## Recorded data
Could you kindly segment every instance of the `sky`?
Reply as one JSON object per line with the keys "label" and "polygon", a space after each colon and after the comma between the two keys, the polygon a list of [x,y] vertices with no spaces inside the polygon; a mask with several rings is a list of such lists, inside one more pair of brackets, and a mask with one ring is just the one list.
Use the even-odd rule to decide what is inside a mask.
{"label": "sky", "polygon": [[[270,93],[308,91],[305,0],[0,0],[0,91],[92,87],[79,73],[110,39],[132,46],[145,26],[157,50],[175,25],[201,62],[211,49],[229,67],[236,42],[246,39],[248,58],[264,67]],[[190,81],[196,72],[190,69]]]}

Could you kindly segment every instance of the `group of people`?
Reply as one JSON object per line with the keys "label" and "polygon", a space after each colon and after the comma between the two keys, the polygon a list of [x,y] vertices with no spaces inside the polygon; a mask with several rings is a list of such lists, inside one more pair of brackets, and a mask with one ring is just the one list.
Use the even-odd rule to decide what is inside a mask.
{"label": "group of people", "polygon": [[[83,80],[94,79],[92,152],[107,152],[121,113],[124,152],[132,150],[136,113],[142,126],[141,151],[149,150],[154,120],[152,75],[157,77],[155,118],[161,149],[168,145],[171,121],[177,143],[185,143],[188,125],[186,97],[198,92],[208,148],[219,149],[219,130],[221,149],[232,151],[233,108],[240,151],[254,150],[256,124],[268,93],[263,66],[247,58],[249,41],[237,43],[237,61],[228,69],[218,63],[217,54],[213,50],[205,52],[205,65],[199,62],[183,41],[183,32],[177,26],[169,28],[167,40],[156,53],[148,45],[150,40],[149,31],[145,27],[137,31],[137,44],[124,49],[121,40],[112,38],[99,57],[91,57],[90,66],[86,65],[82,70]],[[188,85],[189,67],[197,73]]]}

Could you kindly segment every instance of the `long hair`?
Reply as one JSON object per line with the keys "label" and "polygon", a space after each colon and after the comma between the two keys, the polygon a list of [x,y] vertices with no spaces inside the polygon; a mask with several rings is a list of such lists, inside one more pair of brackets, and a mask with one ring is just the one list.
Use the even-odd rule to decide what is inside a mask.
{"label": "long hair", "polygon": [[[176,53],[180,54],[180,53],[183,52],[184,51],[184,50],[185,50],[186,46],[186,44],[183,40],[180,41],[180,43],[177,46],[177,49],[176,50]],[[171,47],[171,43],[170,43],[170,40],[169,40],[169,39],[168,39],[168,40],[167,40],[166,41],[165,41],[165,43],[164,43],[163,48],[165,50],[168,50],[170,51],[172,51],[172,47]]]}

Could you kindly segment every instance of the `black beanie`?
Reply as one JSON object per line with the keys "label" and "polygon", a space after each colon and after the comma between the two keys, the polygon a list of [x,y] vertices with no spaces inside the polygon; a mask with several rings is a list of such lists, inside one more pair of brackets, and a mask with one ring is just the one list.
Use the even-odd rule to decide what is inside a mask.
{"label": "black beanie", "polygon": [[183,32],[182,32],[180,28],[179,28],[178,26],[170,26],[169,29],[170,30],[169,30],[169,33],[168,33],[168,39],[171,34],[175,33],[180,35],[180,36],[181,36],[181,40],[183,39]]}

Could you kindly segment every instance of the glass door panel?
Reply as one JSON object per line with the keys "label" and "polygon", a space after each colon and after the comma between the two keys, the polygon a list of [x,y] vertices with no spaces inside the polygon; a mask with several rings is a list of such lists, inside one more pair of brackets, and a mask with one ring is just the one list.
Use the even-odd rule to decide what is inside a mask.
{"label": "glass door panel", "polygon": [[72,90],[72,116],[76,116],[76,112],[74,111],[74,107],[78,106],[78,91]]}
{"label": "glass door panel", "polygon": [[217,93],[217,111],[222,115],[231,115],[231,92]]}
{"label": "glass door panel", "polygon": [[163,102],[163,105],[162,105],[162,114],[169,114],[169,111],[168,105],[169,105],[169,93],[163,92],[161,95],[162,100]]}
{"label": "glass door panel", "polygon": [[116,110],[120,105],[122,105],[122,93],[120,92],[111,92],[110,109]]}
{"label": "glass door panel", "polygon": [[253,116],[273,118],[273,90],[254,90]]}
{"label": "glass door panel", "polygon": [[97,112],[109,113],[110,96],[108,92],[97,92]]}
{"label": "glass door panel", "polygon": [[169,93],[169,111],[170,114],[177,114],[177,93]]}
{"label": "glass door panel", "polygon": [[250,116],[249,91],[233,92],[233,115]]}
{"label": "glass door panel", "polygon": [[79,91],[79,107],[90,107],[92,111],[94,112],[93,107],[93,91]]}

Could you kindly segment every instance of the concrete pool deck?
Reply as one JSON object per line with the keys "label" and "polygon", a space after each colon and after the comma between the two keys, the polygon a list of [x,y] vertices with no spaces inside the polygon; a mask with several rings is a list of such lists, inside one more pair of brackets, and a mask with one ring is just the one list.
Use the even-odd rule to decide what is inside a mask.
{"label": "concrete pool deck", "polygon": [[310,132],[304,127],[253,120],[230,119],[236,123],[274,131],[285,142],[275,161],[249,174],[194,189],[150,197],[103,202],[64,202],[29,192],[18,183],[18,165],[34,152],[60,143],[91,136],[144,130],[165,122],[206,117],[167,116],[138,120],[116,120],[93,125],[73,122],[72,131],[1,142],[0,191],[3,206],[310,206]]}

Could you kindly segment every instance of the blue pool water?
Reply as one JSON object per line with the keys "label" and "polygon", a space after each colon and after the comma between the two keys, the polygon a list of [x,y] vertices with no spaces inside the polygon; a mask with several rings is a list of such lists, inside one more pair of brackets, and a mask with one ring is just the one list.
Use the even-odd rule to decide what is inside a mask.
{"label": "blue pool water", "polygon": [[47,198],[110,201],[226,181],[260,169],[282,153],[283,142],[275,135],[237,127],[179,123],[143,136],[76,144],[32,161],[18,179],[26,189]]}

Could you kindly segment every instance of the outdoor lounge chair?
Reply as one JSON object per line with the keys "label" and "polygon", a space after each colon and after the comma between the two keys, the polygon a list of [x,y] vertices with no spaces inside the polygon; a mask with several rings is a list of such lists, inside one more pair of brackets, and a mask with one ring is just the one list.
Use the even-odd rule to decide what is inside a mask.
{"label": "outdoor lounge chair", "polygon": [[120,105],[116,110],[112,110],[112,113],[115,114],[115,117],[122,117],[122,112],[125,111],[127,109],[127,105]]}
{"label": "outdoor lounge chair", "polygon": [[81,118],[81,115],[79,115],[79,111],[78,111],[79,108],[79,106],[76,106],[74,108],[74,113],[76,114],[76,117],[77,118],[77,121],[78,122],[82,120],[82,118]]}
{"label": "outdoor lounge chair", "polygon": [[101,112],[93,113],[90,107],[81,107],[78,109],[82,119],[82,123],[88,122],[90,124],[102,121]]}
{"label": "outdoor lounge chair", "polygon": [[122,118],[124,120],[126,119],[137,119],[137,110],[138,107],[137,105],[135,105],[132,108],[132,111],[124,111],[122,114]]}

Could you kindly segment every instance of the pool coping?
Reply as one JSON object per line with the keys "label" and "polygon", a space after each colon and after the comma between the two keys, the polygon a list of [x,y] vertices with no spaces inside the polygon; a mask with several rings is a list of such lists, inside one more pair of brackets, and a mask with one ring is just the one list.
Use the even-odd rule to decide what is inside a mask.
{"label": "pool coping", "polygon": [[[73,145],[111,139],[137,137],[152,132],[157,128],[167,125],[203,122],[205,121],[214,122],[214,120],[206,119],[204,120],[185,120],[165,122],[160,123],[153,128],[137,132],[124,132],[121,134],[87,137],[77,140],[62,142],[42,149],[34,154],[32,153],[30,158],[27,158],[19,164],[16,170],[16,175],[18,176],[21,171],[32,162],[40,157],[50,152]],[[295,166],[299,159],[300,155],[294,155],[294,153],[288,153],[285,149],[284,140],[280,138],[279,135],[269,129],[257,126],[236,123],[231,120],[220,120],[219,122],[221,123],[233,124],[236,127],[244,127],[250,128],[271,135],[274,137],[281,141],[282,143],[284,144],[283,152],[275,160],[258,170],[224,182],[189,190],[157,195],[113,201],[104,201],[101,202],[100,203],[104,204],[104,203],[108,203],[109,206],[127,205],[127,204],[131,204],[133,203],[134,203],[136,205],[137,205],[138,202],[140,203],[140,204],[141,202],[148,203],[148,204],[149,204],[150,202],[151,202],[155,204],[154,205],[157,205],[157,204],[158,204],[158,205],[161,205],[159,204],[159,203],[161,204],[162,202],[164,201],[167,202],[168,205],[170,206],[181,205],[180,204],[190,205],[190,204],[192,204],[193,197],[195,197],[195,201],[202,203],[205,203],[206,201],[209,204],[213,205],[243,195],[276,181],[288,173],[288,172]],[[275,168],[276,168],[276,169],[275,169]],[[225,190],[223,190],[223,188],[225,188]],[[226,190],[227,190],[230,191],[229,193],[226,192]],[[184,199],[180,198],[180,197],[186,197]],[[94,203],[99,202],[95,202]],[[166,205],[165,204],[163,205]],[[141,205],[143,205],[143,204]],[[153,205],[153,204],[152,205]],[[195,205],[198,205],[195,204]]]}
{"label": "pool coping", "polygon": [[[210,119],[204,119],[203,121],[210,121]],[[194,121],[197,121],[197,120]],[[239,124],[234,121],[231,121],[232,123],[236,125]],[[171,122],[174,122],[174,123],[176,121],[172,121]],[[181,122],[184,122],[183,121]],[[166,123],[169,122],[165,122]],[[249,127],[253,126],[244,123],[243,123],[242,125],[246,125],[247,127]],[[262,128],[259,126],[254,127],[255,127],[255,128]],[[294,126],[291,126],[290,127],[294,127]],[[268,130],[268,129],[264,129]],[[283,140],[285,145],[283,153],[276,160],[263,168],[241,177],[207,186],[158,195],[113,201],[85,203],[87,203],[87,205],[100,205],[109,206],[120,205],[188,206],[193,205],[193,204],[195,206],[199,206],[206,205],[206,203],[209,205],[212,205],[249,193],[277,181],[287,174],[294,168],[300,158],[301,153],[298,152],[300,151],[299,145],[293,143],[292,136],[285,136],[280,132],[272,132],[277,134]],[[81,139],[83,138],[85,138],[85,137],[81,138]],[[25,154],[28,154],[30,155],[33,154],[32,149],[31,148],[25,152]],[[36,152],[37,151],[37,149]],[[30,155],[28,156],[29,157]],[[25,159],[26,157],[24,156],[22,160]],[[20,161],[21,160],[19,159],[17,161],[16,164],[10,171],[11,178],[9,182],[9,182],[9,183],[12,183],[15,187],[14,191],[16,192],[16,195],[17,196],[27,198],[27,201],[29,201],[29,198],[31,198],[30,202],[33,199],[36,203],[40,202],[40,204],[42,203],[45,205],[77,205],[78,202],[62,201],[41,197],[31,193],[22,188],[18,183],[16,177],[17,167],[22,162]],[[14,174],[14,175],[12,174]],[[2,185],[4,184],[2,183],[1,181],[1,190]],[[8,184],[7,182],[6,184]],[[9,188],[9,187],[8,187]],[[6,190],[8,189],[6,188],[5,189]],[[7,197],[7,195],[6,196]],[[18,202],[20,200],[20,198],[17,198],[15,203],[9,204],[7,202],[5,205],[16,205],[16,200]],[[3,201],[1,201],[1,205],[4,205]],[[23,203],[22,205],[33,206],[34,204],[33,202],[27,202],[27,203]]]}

## What to do
Show each line of the material above that contains the string "water". Case counts, so a match must have the same capitalization.

## Finished exercise
Could you kindly segment every instance of the blue pool water?
{"label": "blue pool water", "polygon": [[47,198],[110,201],[226,181],[260,169],[282,153],[283,142],[275,135],[237,127],[179,123],[143,136],[76,144],[32,161],[18,179],[26,189]]}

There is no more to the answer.